> **What you need to do**: Reproduce, without any changes, everything in the data below from the line containing "Exercise. Mark the black bag" down to the very last line of the data.

> **Entries shown**:
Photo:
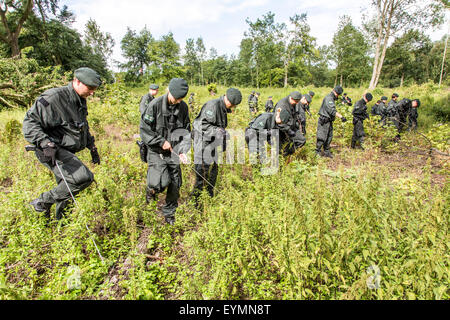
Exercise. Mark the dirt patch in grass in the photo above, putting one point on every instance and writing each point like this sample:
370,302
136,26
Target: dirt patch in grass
119,134
407,162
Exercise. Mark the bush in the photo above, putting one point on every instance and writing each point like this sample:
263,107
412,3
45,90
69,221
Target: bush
23,80
13,128
212,88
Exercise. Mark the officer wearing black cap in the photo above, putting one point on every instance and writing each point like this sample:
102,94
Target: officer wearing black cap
392,106
57,125
269,104
413,115
285,120
250,100
253,102
327,114
209,133
300,110
148,97
404,107
165,129
382,109
359,115
346,100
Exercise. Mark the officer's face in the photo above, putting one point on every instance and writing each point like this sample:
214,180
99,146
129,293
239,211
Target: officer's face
292,101
228,104
304,101
83,90
172,100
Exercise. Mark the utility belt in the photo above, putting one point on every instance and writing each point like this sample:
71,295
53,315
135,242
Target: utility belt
323,120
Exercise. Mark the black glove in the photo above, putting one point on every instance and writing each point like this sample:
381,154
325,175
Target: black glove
291,133
50,153
95,156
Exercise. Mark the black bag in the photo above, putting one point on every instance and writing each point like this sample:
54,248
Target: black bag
142,150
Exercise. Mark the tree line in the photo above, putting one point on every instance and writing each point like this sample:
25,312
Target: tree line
390,49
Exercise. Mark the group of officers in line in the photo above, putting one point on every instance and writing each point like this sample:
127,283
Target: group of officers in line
57,126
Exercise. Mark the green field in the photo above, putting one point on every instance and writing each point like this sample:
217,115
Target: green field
370,224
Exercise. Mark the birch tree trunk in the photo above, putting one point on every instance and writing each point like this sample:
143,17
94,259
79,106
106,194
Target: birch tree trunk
12,37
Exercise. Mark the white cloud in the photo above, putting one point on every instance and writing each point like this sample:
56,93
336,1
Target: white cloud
160,17
221,23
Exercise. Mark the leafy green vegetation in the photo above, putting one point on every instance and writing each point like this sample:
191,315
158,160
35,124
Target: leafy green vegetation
313,230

> **Output below**:
Exercise. Mark the black bag in the photo above, putting one point on every instance and writing each point like this sample:
54,248
Target: black bag
142,150
Exercise. Mark the tree line in the photo above, putting one point on every instance and writing each point like this sample:
25,312
Target: tree line
390,49
Exercise. Mark the group of officers in line in the photo above, putting one point on every instance and writing each point like this sample:
127,283
Target: group of officers in line
57,126
Exercise. Mark the green field in the photo above, putting one point on every instance and writing each point like this sample:
217,115
Target: green field
370,224
Exercise. Mark the birch tree trunk in the photo above, putting one point on every instance and writing each point like this sample:
143,17
94,259
79,106
106,194
Target: birch tree trunk
12,37
Exercise. Mark the white cloud in the photo above, putting one point on every instance and writing each point like this sample:
56,93
336,1
Target: white cloud
160,17
221,23
Exercise. Mark the leafy green vegetation in the photo above, putting one point on every instance and writing each point like this sample:
191,315
158,160
35,124
Target: leafy green vegetation
313,230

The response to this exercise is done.